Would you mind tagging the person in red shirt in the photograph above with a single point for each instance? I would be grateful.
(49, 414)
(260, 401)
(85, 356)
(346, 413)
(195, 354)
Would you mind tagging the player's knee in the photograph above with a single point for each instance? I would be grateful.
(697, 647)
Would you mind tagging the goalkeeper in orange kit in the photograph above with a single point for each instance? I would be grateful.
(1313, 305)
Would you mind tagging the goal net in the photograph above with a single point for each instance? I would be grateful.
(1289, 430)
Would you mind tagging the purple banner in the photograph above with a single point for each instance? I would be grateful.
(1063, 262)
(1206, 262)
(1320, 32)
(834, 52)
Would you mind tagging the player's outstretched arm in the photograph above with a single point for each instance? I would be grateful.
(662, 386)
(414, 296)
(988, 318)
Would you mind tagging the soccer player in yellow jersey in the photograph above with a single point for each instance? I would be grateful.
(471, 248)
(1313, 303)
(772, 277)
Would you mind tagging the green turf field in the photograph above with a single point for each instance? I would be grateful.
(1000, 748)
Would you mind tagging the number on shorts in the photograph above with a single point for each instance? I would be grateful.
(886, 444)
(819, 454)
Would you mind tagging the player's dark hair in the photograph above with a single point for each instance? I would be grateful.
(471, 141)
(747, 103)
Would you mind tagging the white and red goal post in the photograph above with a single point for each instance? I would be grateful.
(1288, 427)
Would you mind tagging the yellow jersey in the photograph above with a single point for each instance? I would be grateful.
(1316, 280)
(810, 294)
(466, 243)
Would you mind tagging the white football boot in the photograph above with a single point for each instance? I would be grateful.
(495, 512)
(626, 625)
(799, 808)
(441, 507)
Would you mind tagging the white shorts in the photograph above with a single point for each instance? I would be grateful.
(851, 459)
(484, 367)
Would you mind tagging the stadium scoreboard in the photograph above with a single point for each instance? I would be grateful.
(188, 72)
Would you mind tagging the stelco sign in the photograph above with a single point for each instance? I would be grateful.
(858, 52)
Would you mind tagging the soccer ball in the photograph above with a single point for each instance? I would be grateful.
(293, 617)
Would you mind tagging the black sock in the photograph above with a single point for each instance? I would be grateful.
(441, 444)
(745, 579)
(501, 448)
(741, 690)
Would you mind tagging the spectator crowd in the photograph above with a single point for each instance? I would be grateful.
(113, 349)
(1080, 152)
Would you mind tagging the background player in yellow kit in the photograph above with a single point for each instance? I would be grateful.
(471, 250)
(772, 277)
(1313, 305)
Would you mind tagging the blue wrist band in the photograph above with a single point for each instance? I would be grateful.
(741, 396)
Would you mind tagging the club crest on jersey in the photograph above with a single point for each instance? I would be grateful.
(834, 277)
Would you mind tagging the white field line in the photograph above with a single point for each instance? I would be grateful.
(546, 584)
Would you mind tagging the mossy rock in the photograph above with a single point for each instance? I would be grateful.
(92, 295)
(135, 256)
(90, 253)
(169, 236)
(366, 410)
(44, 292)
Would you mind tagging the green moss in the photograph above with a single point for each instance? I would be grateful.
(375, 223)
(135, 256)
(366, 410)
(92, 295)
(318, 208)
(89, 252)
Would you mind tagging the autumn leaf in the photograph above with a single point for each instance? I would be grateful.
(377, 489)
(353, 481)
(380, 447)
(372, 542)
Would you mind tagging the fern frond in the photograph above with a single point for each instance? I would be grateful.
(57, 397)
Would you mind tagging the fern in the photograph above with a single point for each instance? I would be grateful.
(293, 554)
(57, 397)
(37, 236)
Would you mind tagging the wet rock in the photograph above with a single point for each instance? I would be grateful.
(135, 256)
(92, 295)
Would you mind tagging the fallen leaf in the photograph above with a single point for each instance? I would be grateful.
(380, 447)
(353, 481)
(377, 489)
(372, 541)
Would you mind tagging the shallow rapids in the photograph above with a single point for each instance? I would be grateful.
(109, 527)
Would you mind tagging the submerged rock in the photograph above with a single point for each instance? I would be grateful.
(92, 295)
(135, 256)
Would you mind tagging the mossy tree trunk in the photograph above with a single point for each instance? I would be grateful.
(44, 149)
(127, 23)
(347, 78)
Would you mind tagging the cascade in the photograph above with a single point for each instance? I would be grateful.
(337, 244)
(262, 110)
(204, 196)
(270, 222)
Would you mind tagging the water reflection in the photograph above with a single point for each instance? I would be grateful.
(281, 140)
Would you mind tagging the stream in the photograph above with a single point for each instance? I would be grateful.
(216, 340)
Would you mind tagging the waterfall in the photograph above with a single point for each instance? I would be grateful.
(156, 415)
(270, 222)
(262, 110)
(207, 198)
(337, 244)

▸ Short exercise
Could you quote verbatim the stretch of the items from the line containing "Would you mind tagging the water reflection" through the last line of the items?

▸ Answer below
Would you mind tagging the water reflection in the photograph above with a single point for each instance? I would be grateful.
(281, 140)
Would you mind tagging the stream in the photograph above with a single point for each instance? I would be grateful.
(216, 340)
Would you mind tagging the waterfall in the photograph above with a single point for each instance? I would be grateful.
(156, 415)
(270, 222)
(262, 110)
(207, 198)
(337, 244)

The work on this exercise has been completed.